_Written problem_
How many lines in the entries below contain the word "dark"? Matching is case-sensitive, and the reply should be the number alone.

>> Start Provided data

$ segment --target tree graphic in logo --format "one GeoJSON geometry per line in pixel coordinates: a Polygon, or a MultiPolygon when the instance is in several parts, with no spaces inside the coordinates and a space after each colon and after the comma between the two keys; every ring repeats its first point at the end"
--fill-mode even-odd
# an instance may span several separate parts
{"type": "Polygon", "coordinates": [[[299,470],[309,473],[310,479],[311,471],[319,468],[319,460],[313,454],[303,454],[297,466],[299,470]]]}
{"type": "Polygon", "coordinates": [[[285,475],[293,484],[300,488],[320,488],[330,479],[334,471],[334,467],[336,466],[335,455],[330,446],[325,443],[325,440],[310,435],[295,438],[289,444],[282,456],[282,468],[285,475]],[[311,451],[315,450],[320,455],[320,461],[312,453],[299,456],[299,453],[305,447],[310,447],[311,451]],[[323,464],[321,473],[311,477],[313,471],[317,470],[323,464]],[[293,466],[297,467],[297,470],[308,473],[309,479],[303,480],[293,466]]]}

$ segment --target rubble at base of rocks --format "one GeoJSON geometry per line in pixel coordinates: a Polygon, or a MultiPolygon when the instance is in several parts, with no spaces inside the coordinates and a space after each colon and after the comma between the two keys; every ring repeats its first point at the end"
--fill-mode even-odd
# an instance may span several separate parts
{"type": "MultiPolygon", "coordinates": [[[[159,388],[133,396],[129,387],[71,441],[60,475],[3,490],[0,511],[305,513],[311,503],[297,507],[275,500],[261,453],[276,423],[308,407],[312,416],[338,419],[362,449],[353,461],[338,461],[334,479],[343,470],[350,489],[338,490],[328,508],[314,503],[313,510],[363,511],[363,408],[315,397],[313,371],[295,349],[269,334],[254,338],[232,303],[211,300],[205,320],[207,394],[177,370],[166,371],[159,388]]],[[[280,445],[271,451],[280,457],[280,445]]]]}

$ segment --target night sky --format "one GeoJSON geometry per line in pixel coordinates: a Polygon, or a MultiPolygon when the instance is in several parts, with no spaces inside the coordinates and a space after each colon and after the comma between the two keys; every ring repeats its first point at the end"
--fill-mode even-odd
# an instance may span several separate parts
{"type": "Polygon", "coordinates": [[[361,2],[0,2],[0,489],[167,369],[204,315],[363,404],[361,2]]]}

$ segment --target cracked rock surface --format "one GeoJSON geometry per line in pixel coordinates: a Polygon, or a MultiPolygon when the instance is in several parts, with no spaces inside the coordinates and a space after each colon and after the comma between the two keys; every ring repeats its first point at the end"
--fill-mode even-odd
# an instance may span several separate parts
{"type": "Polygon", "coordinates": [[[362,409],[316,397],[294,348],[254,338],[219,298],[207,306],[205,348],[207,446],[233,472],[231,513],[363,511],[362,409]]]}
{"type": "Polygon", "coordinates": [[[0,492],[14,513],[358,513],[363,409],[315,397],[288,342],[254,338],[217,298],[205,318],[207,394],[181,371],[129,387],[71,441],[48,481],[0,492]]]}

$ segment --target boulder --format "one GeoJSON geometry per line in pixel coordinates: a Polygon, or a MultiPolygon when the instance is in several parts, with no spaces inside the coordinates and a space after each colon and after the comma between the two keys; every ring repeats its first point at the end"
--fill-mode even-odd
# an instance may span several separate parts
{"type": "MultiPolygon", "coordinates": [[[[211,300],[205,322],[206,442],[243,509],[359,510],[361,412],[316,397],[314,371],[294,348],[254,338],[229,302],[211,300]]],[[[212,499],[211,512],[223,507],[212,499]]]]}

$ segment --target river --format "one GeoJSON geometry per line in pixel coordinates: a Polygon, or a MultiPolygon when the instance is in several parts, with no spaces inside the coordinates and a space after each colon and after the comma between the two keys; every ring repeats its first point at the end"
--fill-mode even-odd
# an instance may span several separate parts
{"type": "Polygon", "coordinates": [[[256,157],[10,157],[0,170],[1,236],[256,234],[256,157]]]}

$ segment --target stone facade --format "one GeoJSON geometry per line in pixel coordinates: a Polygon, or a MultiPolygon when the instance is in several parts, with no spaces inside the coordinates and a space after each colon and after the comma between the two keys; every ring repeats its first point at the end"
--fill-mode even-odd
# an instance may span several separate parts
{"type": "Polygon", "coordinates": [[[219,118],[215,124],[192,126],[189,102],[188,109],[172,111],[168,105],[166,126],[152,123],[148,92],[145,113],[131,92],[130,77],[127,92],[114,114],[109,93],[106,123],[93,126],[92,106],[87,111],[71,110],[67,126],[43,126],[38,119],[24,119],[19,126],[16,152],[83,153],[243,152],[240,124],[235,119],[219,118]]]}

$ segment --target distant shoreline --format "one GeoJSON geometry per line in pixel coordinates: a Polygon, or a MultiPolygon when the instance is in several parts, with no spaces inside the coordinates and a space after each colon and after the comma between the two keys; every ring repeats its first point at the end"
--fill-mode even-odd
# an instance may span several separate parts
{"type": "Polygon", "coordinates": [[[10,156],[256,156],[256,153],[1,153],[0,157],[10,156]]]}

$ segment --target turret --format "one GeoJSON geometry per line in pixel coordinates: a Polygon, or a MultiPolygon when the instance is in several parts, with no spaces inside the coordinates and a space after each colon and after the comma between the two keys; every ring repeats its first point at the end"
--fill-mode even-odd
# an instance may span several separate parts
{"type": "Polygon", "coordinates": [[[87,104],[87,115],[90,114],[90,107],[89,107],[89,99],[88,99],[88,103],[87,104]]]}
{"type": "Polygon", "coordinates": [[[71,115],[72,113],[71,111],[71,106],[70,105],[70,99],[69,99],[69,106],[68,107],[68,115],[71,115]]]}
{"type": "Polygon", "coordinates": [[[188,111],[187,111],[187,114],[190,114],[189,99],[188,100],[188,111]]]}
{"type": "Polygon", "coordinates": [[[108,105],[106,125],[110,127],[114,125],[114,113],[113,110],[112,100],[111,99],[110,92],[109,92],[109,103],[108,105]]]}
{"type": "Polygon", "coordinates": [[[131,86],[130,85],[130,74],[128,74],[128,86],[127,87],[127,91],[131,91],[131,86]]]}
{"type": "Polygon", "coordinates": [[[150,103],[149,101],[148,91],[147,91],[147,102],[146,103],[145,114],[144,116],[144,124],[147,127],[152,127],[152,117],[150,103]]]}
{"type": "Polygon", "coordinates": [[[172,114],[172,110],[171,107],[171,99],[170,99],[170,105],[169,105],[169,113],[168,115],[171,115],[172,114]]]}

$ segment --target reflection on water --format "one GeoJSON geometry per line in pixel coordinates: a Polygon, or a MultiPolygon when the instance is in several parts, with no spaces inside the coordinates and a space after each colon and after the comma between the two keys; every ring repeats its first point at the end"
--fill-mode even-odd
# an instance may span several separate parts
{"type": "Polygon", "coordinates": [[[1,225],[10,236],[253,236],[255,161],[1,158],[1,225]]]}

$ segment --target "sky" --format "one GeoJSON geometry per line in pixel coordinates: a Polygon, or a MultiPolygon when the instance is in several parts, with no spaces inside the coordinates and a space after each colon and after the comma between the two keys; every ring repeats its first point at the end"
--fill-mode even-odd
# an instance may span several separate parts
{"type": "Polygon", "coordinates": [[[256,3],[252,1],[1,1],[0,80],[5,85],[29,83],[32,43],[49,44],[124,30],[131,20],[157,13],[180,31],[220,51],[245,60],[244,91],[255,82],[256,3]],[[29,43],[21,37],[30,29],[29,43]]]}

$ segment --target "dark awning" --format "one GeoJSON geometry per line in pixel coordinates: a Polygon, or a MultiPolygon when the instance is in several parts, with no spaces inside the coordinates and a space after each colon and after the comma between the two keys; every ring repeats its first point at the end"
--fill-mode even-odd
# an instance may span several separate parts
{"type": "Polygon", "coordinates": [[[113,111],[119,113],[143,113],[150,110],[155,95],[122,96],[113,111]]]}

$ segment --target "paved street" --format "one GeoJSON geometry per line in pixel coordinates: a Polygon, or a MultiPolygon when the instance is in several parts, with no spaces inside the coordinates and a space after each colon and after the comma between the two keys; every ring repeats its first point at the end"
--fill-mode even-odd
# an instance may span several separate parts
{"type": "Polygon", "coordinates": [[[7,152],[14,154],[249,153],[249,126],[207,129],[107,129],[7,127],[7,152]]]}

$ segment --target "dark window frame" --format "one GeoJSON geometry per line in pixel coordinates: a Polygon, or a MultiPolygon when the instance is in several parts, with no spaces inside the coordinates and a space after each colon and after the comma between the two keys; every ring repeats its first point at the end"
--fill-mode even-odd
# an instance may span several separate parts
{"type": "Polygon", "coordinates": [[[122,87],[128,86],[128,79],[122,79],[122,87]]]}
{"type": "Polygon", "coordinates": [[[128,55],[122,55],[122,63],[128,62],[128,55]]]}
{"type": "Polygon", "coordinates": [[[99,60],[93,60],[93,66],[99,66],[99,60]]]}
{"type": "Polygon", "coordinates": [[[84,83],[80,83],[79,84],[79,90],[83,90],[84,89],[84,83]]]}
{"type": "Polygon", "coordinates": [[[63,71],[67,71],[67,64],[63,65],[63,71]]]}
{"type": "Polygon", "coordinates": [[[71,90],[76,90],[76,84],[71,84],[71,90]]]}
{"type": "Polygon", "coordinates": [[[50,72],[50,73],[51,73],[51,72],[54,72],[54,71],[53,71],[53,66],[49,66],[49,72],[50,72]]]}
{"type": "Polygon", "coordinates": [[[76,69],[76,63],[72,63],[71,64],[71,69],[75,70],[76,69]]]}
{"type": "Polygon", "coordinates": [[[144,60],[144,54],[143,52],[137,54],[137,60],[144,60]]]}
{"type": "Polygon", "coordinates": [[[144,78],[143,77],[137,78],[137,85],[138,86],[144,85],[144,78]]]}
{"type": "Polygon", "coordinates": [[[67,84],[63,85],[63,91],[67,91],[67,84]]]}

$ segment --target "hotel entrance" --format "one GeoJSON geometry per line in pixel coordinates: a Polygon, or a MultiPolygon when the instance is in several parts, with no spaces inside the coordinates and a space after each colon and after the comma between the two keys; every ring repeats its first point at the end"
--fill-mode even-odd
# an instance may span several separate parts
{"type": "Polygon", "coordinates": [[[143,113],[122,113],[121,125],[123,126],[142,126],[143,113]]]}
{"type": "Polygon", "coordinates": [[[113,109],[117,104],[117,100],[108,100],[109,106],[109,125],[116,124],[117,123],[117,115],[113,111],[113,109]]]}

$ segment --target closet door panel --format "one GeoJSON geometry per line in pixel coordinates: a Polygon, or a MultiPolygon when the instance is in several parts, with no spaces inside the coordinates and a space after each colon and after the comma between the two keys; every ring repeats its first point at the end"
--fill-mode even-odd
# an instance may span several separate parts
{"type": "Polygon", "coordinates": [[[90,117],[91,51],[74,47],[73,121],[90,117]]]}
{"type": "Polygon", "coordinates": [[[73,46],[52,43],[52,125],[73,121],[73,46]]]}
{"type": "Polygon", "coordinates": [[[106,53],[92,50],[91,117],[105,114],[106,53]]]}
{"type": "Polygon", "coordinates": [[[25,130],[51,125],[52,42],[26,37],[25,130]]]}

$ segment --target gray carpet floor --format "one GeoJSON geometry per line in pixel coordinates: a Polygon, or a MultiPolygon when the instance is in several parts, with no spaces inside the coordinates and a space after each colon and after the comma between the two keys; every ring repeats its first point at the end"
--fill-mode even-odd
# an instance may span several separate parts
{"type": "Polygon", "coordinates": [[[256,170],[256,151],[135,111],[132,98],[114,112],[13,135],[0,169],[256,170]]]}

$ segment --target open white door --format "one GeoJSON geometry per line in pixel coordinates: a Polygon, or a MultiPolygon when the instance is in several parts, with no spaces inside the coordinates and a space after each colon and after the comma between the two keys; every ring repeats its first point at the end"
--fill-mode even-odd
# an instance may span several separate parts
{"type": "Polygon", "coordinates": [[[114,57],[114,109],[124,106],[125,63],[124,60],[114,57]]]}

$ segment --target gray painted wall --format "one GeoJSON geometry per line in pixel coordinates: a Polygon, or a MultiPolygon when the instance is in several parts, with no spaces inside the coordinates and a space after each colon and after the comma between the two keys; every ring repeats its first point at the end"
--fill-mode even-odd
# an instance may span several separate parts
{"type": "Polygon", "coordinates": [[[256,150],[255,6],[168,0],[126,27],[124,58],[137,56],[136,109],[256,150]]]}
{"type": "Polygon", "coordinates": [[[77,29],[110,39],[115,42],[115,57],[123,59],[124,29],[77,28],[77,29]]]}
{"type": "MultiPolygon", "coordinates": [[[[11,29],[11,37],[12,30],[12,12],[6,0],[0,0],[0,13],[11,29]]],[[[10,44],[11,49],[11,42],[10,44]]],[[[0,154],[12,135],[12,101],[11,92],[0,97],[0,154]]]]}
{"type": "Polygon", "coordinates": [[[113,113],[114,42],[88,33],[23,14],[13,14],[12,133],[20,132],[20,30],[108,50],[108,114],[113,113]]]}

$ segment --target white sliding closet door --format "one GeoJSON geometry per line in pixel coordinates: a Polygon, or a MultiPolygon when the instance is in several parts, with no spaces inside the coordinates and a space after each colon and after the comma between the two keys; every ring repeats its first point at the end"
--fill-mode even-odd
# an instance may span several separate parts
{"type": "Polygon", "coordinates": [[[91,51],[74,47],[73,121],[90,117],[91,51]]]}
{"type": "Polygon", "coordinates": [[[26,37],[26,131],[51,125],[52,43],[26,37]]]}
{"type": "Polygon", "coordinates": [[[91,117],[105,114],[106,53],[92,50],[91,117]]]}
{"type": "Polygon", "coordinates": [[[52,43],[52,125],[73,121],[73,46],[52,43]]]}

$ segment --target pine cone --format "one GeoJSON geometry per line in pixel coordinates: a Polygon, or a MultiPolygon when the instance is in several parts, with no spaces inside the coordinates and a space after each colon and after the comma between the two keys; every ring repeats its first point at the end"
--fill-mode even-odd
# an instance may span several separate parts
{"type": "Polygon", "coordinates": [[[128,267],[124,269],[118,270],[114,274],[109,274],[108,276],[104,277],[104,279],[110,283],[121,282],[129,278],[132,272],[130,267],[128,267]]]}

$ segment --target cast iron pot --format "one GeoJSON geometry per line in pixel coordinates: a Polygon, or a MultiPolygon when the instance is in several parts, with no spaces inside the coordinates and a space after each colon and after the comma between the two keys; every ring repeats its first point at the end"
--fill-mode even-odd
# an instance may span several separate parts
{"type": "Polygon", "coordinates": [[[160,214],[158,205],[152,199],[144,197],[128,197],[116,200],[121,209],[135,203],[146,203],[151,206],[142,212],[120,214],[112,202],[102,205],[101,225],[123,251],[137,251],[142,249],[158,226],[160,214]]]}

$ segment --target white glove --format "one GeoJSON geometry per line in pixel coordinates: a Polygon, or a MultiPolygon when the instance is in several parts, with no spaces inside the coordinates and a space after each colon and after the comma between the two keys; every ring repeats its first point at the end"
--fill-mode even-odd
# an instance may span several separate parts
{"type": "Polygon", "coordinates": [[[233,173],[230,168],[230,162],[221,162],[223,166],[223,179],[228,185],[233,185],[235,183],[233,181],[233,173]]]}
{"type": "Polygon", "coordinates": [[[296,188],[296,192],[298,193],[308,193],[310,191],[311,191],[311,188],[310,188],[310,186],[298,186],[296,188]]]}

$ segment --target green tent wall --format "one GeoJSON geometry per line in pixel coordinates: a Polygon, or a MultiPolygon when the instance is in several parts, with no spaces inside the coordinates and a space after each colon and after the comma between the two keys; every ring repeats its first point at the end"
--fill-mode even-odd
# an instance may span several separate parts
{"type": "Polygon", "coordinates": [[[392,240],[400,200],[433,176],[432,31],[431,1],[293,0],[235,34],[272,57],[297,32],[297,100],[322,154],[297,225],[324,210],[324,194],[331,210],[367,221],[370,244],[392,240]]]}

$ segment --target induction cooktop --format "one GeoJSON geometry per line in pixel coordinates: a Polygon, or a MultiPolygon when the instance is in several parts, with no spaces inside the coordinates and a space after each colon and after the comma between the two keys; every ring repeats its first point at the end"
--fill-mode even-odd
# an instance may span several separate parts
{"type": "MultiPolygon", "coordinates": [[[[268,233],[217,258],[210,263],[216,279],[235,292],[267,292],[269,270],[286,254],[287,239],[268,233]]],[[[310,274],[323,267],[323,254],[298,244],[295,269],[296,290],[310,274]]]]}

>> End Provided data

_Response_
2